[START Selection]

Influence of Condensing Temperature On Refrigerating Capacity

In a manner similar to that used to explore the effect of evaporating temperatures on the refrigeration capacity, the influence of condensing temperatures can be examined. Equation 4.7 once again becomes the tool, and all the terms change as the condensing temperature varies with the exception of the specific volume entering the compressor, νs, which is a function of the evaporating temperature only. For the compressor whose volumetric efficiency is shown in Figure 4.2, the effect of condensing temperature on the refrigerating capacity for an evaporating temperature of -10°C (14°F) is shown in Figure 4.9.

Effect of condensing temperature on the refrigerating capacity of an 8-cylinder ammonia compressor with a displacement rate of 0.123 m3/s (260 cfm) operating with an evaporating temperature of -10°C (14°F).

[END Selection]

● Instruction 1
Print the passage on condensing temperature and refrigerating capacity, starting with the words "Influence of Condensing Temperature On" and ending with the words "of -10°C (14°F).".
● Instruction 2
Rewrite the records from the line containing "Segment out the ceiling air" through the line containing "xmin=200 ymin=231 xmax=325 ymax=306", keeping the requests unchanged. Multiply every bounding-box coordinate in the answers by 0.9 and round each result to a whole number, with halves rounded up.

[START Entries supplied]

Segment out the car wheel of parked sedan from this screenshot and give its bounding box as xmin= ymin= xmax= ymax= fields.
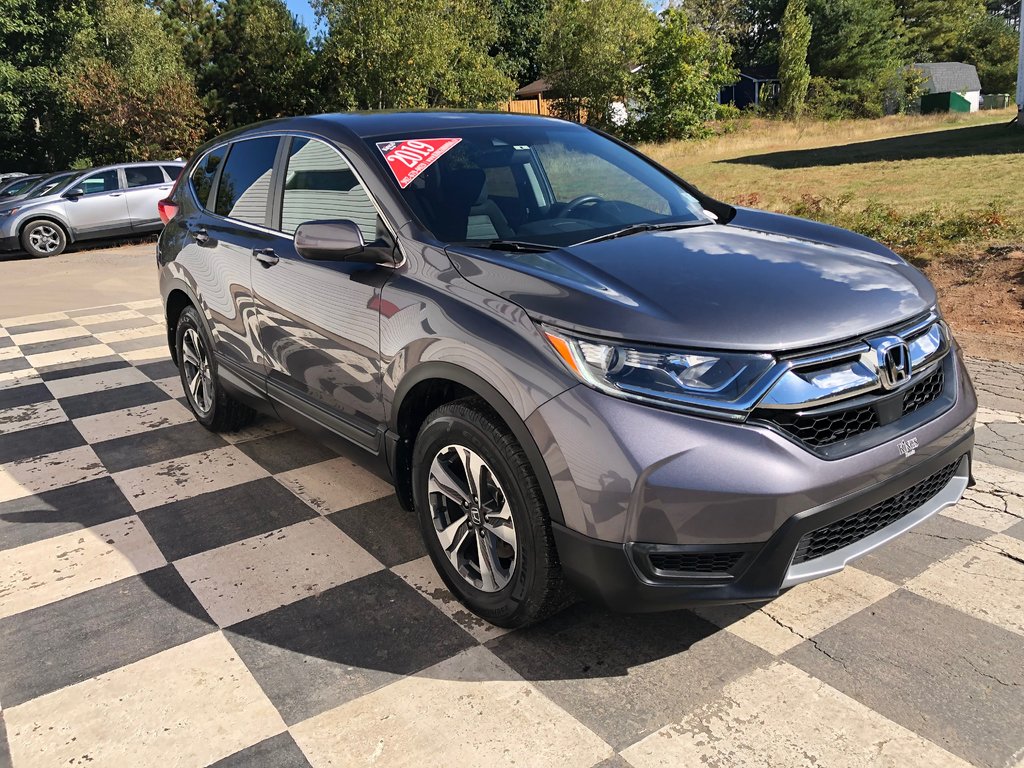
xmin=413 ymin=397 xmax=566 ymax=627
xmin=174 ymin=306 xmax=256 ymax=432
xmin=22 ymin=219 xmax=68 ymax=259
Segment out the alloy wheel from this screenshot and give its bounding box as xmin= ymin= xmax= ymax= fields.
xmin=427 ymin=445 xmax=518 ymax=592
xmin=181 ymin=328 xmax=213 ymax=416
xmin=29 ymin=224 xmax=60 ymax=253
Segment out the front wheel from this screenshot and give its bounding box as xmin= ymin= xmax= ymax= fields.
xmin=174 ymin=306 xmax=256 ymax=432
xmin=22 ymin=219 xmax=68 ymax=259
xmin=413 ymin=398 xmax=566 ymax=627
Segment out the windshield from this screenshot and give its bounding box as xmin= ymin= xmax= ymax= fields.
xmin=367 ymin=124 xmax=711 ymax=247
xmin=0 ymin=176 xmax=39 ymax=198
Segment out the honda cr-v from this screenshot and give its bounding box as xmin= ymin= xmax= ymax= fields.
xmin=158 ymin=113 xmax=976 ymax=626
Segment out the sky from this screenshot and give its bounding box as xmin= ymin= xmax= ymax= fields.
xmin=286 ymin=0 xmax=316 ymax=32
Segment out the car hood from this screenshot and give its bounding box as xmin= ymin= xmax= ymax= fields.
xmin=449 ymin=224 xmax=935 ymax=351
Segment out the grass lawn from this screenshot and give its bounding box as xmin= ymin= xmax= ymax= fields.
xmin=642 ymin=110 xmax=1024 ymax=362
xmin=642 ymin=110 xmax=1024 ymax=219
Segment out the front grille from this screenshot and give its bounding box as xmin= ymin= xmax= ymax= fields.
xmin=649 ymin=552 xmax=743 ymax=573
xmin=903 ymin=368 xmax=946 ymax=416
xmin=765 ymin=368 xmax=945 ymax=447
xmin=793 ymin=459 xmax=961 ymax=564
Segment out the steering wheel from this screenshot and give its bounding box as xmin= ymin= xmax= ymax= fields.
xmin=557 ymin=195 xmax=604 ymax=219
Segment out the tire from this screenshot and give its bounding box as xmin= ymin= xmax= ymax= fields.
xmin=413 ymin=397 xmax=568 ymax=628
xmin=174 ymin=306 xmax=257 ymax=432
xmin=22 ymin=219 xmax=68 ymax=259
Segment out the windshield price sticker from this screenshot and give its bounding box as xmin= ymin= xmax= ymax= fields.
xmin=377 ymin=138 xmax=462 ymax=189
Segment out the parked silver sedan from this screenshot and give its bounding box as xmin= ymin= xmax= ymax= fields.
xmin=0 ymin=161 xmax=183 ymax=257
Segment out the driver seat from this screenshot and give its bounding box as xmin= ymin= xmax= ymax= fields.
xmin=466 ymin=171 xmax=515 ymax=240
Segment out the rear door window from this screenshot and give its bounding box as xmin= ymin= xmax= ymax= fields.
xmin=214 ymin=136 xmax=281 ymax=226
xmin=125 ymin=165 xmax=164 ymax=189
xmin=191 ymin=146 xmax=227 ymax=210
xmin=78 ymin=170 xmax=121 ymax=195
xmin=281 ymin=138 xmax=378 ymax=243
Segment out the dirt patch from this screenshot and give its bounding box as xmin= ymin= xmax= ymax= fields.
xmin=923 ymin=245 xmax=1024 ymax=362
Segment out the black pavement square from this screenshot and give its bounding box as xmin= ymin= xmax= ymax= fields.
xmin=855 ymin=515 xmax=992 ymax=584
xmin=783 ymin=590 xmax=1024 ymax=766
xmin=209 ymin=731 xmax=309 ymax=768
xmin=238 ymin=430 xmax=338 ymax=475
xmin=92 ymin=422 xmax=227 ymax=474
xmin=224 ymin=570 xmax=474 ymax=725
xmin=139 ymin=477 xmax=317 ymax=561
xmin=0 ymin=477 xmax=135 ymax=550
xmin=60 ymin=383 xmax=171 ymax=419
xmin=0 ymin=421 xmax=85 ymax=464
xmin=0 ymin=384 xmax=53 ymax=411
xmin=0 ymin=565 xmax=216 ymax=708
xmin=20 ymin=332 xmax=100 ymax=357
xmin=487 ymin=603 xmax=772 ymax=750
xmin=39 ymin=357 xmax=131 ymax=381
xmin=36 ymin=350 xmax=122 ymax=381
xmin=327 ymin=494 xmax=427 ymax=568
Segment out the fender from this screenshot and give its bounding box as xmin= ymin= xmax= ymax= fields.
xmin=385 ymin=360 xmax=565 ymax=524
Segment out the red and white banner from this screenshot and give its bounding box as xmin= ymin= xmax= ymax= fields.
xmin=377 ymin=138 xmax=462 ymax=189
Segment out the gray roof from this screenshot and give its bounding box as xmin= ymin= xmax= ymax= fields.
xmin=914 ymin=61 xmax=981 ymax=93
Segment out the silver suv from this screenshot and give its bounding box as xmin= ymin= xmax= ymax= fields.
xmin=0 ymin=161 xmax=183 ymax=257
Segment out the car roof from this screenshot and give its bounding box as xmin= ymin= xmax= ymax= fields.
xmin=219 ymin=110 xmax=586 ymax=148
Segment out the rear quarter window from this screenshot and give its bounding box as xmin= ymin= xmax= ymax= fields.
xmin=214 ymin=136 xmax=281 ymax=225
xmin=191 ymin=146 xmax=227 ymax=209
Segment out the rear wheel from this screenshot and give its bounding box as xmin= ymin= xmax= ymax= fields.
xmin=174 ymin=306 xmax=256 ymax=432
xmin=413 ymin=397 xmax=566 ymax=627
xmin=22 ymin=219 xmax=68 ymax=259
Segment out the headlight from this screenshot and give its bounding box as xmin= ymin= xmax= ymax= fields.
xmin=543 ymin=328 xmax=775 ymax=415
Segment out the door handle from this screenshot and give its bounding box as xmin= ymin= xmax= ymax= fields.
xmin=253 ymin=248 xmax=281 ymax=268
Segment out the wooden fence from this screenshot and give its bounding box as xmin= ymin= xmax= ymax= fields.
xmin=505 ymin=96 xmax=552 ymax=115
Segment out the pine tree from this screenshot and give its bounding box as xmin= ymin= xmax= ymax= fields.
xmin=778 ymin=0 xmax=811 ymax=118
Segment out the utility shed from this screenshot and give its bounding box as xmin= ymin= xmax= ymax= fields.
xmin=913 ymin=61 xmax=981 ymax=115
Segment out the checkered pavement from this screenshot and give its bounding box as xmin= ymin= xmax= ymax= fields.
xmin=0 ymin=301 xmax=1024 ymax=768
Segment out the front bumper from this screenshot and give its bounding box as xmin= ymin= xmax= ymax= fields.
xmin=528 ymin=350 xmax=977 ymax=611
xmin=554 ymin=434 xmax=974 ymax=612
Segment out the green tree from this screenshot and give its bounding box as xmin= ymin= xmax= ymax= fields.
xmin=61 ymin=0 xmax=203 ymax=163
xmin=313 ymin=0 xmax=515 ymax=110
xmin=199 ymin=0 xmax=313 ymax=132
xmin=489 ymin=0 xmax=548 ymax=85
xmin=635 ymin=7 xmax=736 ymax=141
xmin=541 ymin=0 xmax=657 ymax=128
xmin=0 ymin=0 xmax=89 ymax=171
xmin=778 ymin=0 xmax=811 ymax=118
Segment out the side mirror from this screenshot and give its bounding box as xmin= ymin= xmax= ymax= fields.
xmin=295 ymin=219 xmax=391 ymax=264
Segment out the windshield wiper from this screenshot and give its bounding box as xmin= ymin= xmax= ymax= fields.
xmin=573 ymin=221 xmax=713 ymax=246
xmin=475 ymin=240 xmax=555 ymax=253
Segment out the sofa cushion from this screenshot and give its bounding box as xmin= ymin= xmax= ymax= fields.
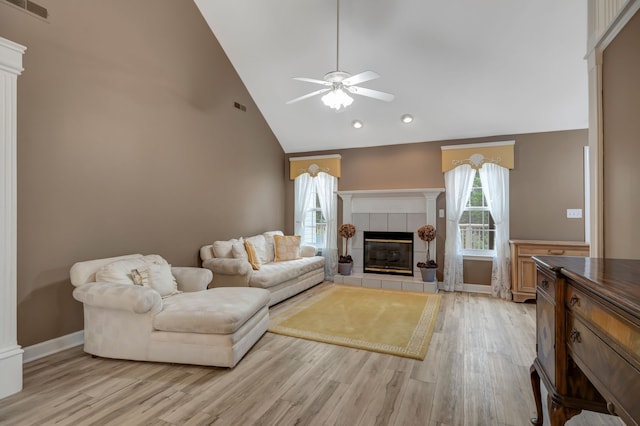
xmin=213 ymin=239 xmax=240 ymax=259
xmin=273 ymin=235 xmax=300 ymax=262
xmin=96 ymin=254 xmax=168 ymax=284
xmin=245 ymin=235 xmax=269 ymax=263
xmin=153 ymin=287 xmax=270 ymax=334
xmin=262 ymin=231 xmax=284 ymax=263
xmin=231 ymin=238 xmax=248 ymax=260
xmin=135 ymin=264 xmax=179 ymax=297
xmin=249 ymin=256 xmax=324 ymax=288
xmin=244 ymin=240 xmax=260 ymax=271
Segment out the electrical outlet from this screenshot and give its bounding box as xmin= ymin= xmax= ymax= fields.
xmin=567 ymin=209 xmax=582 ymax=219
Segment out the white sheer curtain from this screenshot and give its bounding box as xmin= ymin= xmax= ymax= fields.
xmin=293 ymin=173 xmax=313 ymax=236
xmin=444 ymin=164 xmax=476 ymax=291
xmin=315 ymin=172 xmax=338 ymax=280
xmin=479 ymin=163 xmax=511 ymax=299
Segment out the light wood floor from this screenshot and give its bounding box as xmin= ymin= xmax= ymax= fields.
xmin=0 ymin=284 xmax=622 ymax=426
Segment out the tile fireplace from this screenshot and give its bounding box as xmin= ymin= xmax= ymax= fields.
xmin=363 ymin=231 xmax=413 ymax=276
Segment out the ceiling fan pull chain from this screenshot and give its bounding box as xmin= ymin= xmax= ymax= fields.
xmin=336 ymin=0 xmax=340 ymax=71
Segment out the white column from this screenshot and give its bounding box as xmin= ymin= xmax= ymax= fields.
xmin=423 ymin=190 xmax=441 ymax=268
xmin=0 ymin=37 xmax=26 ymax=398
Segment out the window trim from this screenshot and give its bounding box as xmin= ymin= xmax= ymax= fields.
xmin=458 ymin=170 xmax=496 ymax=260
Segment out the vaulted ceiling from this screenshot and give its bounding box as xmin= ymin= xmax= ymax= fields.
xmin=195 ymin=0 xmax=588 ymax=153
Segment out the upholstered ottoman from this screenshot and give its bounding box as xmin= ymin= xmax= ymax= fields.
xmin=149 ymin=287 xmax=270 ymax=367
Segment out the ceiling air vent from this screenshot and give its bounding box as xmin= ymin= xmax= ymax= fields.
xmin=4 ymin=0 xmax=49 ymax=19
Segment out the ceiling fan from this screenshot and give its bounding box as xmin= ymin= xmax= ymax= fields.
xmin=287 ymin=0 xmax=394 ymax=111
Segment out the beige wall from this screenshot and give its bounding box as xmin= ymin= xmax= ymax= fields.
xmin=0 ymin=0 xmax=285 ymax=346
xmin=285 ymin=129 xmax=588 ymax=284
xmin=602 ymin=13 xmax=640 ymax=259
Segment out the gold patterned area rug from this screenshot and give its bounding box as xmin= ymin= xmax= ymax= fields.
xmin=269 ymin=284 xmax=440 ymax=360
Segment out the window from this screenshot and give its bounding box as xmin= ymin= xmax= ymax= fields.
xmin=302 ymin=185 xmax=327 ymax=249
xmin=459 ymin=170 xmax=495 ymax=256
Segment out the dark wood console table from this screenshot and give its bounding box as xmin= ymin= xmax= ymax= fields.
xmin=531 ymin=256 xmax=640 ymax=426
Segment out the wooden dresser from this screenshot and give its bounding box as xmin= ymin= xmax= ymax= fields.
xmin=509 ymin=240 xmax=589 ymax=302
xmin=531 ymin=256 xmax=640 ymax=426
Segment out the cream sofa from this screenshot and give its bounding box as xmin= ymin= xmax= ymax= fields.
xmin=70 ymin=254 xmax=270 ymax=367
xmin=200 ymin=231 xmax=325 ymax=306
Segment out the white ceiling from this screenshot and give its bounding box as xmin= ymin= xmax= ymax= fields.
xmin=195 ymin=0 xmax=588 ymax=153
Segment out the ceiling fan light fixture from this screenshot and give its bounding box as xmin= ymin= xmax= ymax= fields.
xmin=400 ymin=114 xmax=413 ymax=124
xmin=321 ymin=88 xmax=353 ymax=111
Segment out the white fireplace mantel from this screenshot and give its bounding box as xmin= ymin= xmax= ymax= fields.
xmin=337 ymin=188 xmax=444 ymax=225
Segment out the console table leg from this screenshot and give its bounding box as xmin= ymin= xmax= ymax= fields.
xmin=547 ymin=394 xmax=582 ymax=426
xmin=529 ymin=364 xmax=543 ymax=426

[END Entries supplied]

● Final result 1
Influence of Condensing Temperature On Refrigerating Capacity

In a manner similar to that used to explore the effect of evaporating temperatures on the refrigeration capacity, the influence of condensing temperatures can be examined. Equation 4.7 once again becomes the tool, and all the terms change as the condensing temperature varies with the exception of the specific volume entering the compressor, νs, which is a function of the evaporating temperature only. For the compressor whose volumetric efficiency is shown in Figure 4.2, the effect of condensing temperature on the refrigerating capacity for an evaporating temperature of -10°C (14°F) is shown in Figure 4.9.

Effect of condensing temperature on the refrigerating capacity of an 8-cylinder ammonia compressor with a displacement rate of 0.123 m3/s (260 cfm) operating with an evaporating temperature of -10°C (14°F).

● Final result 2
Segment out the ceiling air vent from this screenshot and give its bounding box as xmin= ymin= xmax= ymax= fields.
xmin=4 ymin=0 xmax=44 ymax=17
Segment out the ceiling fan from this screenshot and give its bounding box as xmin= ymin= xmax= ymax= fields.
xmin=258 ymin=0 xmax=355 ymax=100
Segment out the beige wall from this screenshot and give its bounding box as xmin= ymin= xmax= ymax= fields.
xmin=0 ymin=0 xmax=257 ymax=311
xmin=257 ymin=116 xmax=529 ymax=256
xmin=542 ymin=12 xmax=576 ymax=233
Segment out the gold patterned area rug from this screenshot and give its bounding box as xmin= ymin= xmax= ymax= fields.
xmin=242 ymin=256 xmax=396 ymax=324
Segment out the window from this screenshot and give its bounding box as xmin= ymin= xmax= ymax= fields.
xmin=272 ymin=167 xmax=294 ymax=224
xmin=413 ymin=153 xmax=446 ymax=230
Segment out the dark wood console table from this screenshot and give its bounding box as xmin= ymin= xmax= ymax= fields.
xmin=478 ymin=230 xmax=576 ymax=383
Segment out the wooden dresser from this screenshot and give its bounding box as xmin= ymin= xmax= ymax= fields.
xmin=458 ymin=216 xmax=530 ymax=272
xmin=478 ymin=230 xmax=576 ymax=383
Segment out the cream sofa from this screenshot and give its bounding box as xmin= ymin= xmax= ymax= fields.
xmin=63 ymin=229 xmax=243 ymax=330
xmin=180 ymin=208 xmax=293 ymax=275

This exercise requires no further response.